Aim of the exercise - Retype the data below exactly; skip every image.
********************
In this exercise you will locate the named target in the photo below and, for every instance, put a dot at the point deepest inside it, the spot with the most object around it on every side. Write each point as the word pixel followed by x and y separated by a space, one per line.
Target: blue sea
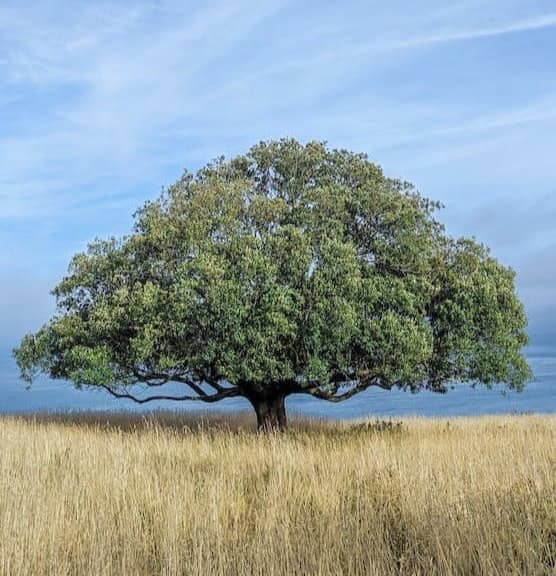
pixel 538 397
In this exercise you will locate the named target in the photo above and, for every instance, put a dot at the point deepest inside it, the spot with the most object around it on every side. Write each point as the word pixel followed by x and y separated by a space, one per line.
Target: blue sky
pixel 102 103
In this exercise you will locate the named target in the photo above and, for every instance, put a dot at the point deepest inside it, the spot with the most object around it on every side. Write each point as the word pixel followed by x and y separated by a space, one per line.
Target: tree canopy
pixel 290 269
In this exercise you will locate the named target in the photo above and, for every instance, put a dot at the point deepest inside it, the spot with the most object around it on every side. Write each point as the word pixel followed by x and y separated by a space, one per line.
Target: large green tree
pixel 293 269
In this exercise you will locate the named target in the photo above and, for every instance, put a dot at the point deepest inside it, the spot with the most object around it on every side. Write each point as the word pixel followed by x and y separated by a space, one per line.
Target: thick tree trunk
pixel 271 413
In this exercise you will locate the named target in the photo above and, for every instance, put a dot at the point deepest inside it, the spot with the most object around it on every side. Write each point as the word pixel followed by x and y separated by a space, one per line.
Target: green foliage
pixel 289 269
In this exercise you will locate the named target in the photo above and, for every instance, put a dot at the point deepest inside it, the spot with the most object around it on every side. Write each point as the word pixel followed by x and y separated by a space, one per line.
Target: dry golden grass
pixel 98 495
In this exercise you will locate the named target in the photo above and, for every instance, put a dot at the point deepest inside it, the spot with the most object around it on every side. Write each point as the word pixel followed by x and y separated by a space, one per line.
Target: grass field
pixel 120 495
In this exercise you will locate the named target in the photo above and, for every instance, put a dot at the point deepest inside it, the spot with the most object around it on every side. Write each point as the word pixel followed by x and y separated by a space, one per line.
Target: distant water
pixel 539 396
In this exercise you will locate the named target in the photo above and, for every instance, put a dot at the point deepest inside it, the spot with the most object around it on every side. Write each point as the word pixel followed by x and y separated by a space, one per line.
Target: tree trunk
pixel 271 413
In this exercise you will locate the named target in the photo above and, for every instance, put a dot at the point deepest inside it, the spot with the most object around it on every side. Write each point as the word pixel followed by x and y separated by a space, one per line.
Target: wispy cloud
pixel 522 25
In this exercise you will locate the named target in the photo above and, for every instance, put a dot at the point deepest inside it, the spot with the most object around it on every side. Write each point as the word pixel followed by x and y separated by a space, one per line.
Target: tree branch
pixel 332 396
pixel 225 393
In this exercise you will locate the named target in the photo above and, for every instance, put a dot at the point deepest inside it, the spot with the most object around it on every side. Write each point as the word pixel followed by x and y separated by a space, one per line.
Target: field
pixel 170 495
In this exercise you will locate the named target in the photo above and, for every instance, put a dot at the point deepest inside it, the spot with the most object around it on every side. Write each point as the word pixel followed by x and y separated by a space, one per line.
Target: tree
pixel 292 269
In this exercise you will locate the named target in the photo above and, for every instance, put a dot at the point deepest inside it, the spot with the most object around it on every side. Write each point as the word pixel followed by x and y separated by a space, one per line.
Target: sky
pixel 104 103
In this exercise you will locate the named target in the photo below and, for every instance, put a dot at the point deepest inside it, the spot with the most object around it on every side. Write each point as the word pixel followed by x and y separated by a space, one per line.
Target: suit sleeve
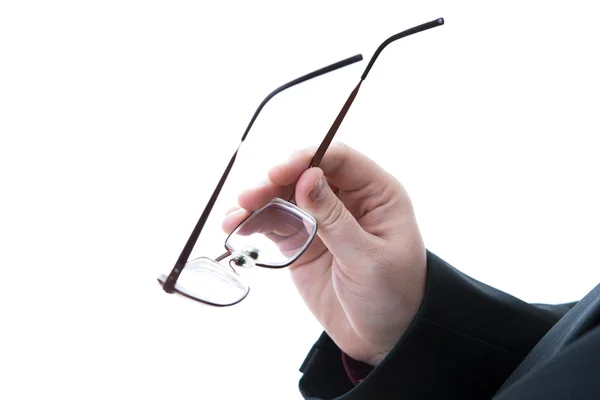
pixel 464 342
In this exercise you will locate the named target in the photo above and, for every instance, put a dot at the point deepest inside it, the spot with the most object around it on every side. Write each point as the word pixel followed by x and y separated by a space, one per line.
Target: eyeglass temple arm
pixel 338 121
pixel 191 242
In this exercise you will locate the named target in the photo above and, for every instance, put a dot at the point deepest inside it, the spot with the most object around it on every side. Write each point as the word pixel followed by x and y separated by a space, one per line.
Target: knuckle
pixel 336 215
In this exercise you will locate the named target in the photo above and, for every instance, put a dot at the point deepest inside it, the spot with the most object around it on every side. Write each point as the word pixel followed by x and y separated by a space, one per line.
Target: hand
pixel 364 276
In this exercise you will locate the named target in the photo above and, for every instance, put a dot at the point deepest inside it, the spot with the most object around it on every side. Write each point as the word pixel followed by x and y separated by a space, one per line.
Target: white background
pixel 118 117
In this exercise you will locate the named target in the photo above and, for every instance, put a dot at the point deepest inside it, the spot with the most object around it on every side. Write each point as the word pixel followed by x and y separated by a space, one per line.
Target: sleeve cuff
pixel 356 370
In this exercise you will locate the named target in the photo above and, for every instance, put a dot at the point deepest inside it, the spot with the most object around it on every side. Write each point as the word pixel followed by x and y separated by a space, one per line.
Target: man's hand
pixel 364 276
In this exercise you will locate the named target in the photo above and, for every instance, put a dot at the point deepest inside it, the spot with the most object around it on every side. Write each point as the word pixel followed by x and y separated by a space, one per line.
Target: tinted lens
pixel 205 280
pixel 280 232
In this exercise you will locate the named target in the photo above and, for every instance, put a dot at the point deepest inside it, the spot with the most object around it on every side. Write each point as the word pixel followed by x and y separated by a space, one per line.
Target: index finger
pixel 343 166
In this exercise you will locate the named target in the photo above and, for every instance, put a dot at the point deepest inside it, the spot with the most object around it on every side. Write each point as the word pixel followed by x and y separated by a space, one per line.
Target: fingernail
pixel 233 210
pixel 318 191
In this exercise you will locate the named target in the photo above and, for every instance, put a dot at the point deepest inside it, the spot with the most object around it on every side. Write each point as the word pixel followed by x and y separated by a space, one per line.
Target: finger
pixel 337 228
pixel 344 167
pixel 232 220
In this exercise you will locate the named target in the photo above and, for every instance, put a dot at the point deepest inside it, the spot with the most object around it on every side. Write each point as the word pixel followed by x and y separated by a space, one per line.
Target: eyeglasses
pixel 274 236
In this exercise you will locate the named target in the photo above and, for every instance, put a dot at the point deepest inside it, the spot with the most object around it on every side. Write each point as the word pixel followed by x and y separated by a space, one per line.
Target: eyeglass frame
********************
Response area -
In this exercise you will locate the named target in the photo below and, for every instance, put a dot at the point deepest inside it, the spot with the most object around it on every side. Write each point as the word pixel followed by x and y separated by a space, one per line.
Target: blue sea
pixel 538 397
In this exercise you will locate the named target in the photo above and, for every instance, put a dot at the point deepest inside it, the spot with the most object around it on every side. Write each point as the word pixel followed by x and y separated by a space, one per line.
Target: blue sky
pixel 102 103
In this exercise you will locate the named target in the photo above and, for every instance, put a dot at the point deepest inside it, the spot with the most object around it on every side. Write each point as the word pixel followed by x and y separated by a space, one per line.
Target: tree canopy
pixel 290 269
In this exercise you will locate the named target in the photo above and, for every instance, put a dot at the point deepest inside it, the spot with the most object around it on every side. Write each point as the word pixel followed by x and y separated by a space, one per line.
Target: large green tree
pixel 293 269
In this exercise you will locate the named target in the photo above and, for every instance, put a dot at the point deepest inside it, the spot with the most object around it on every side. Write each point as the word pixel followed by x and y separated by a space, one per line.
Target: thick tree trunk
pixel 271 413
In this exercise you will locate the named target in the photo above and, for every instance, put a dot at the point deepest inside it, the spot with the most object around it on every side. Write each point as the word pixel followed by x and y separated by a space, one per line.
Target: green foliage
pixel 289 269
In this exercise you will locate the named target in the photo above and, for every instance, put a dot at the point deepest inside it, the spot with the most object around it on every side. Write each point as the word pixel followed by x and y separated by a space, one per line.
Target: dry golden grass
pixel 98 495
In this exercise you will locate the named target in the photo above and, for every instance, put a dot at the point deepest inside it, the spot with the most object around it on every side. Write each point as the word pixel followed by x and y separated by a space, one per line.
Target: grass field
pixel 120 495
In this exercise you will locate the named target in the photo above and, for every instance, put a dot at the point deepest inside it, the spot with the most object around it on every side. Write each point as the word pixel followed by x and y separated by a space, one per line.
Target: distant water
pixel 539 396
In this exercise you will locate the named target in the photo above and, for every instance, put a dot at the point deepest inside it, the spot with the most object around it on every side. Write each point as the word pixel followed by x and y separated by a space, one per line.
Target: tree trunk
pixel 271 413
In this exercise you will locate the named target in the photo above and, for every instance, put a dot at the point deepest inside it, the spot with the most object around it on every side. Write each point as the word pixel followed by x and y separated by a space, one per line.
Target: wispy cloud
pixel 522 25
In this exercise you will locate the named target in the photo above and, for every instance, put a dot at the point deepest inside it, the spot with the most object around it on every side. Write each point as the word pixel followed by x and y separated by a space, one per line.
Target: tree branch
pixel 332 396
pixel 225 393
In this exercise you will locate the named target in the photo above and, for every instance, put a dot at the point deepest inside it, the spot with the most object around it on every side. Write each point as the word pixel followed by x and y separated by a space, one per line.
Target: field
pixel 170 495
In this exercise you will locate the named target in the photo above and, for every instance, put a dot at the point deepest inside it, the spot with the most object around it on every side. Write each point as the word pixel followed by x and y separated by a space, one per line.
Target: tree
pixel 292 269
In this exercise you will locate the named target in the photo above and, for every instance, put a dot at the point deepest inside it, the spot with the most object around it on every side. Write each point as the word pixel followed by x and y separated by a space, one per line.
Target: sky
pixel 104 103
In this exercise you will locate the named target in the photo below and, for every instance, put a dot at the point deepest inside it, the spot with the most object around it on every side. Write each point as the word pixel followed by x and y separated by a space, one per line.
Target: suit sleeve
pixel 464 342
In this exercise you will locate the named target in the photo above and, for every instance, put a dot at the point deepest inside it, the spot with the most object around it on every side. Write each point as the word pixel followed by x and y separated by a space, one per line.
Target: eyeglass temple arm
pixel 338 121
pixel 191 242
In this exercise you will locate the named target in the photo above and, for every instance, put a dot at the point deepest inside it, the spot with the most object around it on every side. Write each point as the word pixel followed by x and y separated by a space, one per line.
Target: knuckle
pixel 336 215
In this exercise you will locate the named target in the photo above and, for every instance, put a dot at the point deepest inside it, the spot with the most object around it on every side. Write each point as the word pixel followed by x and y separated by a space, one per line.
Target: hand
pixel 364 276
In this exercise you will locate the named target in the photo above and, for every instance, put a dot at the point deepest inside it, the spot with the most object around it on every side. Write each point as the word pixel followed by x and y separated by a space, one per line.
Target: white background
pixel 118 117
In this exercise you will locate the named target in the photo above and, for every instance, put a dot at the point deepest inside it, the spot with the most object around it on every side. Write each point as the word pixel followed by x and y separated by a space, one per line.
Target: sleeve cuff
pixel 356 370
In this exercise you will locate the named target in the photo above and, for every instance, put a dot at the point deepest inside it, the spot with the most object around it on every side. Write each point as the word pixel followed by x and y separated by a space, one per line.
Target: man's hand
pixel 364 276
In this exercise you will locate the named target in the photo above and, for every instance, put a dot at the point deepest inside it, the spot with the most object around it on every side. Write each point as the word pixel followed by x and y separated by a space, one per line.
Target: tinted lens
pixel 205 280
pixel 280 232
In this exercise you will locate the named target in the photo above and, for every instance, put a dot at the point deepest inside it, the spot with the most object around it on every side. Write each point as the word pixel followed by x and y separated by a space, one per line.
Target: index finger
pixel 343 166
In this exercise you will locate the named target in the photo above and, for every instance, put a dot at the point deepest inside it, the spot with the most object around it on every side. Write each point as the word pixel followed by x and y separated by a space, one per line.
Target: fingernail
pixel 233 210
pixel 318 191
In this exercise you will locate the named target in the photo above and, for every instance, put a dot at the point deepest inside it, the spot with the most object around it on every side. Write each point as the word pixel followed by x and y separated by a space, one per line.
Target: finger
pixel 337 228
pixel 344 167
pixel 232 220
In this exercise you will locate the named target in the photo above and, for every instance, put a dot at the point deepest inside it, the spot with the most object around it on every side. Write each point as the word pixel followed by x and y separated by a space, one per line.
Target: eyeglasses
pixel 274 236
In this exercise you will locate the named target in the photo above and, for every instance, put a dot at the point deepest inside it, the spot with the most object around it on every side. Write each point as the word pixel followed by x and y separated by a space, one per line.
Target: eyeglass frame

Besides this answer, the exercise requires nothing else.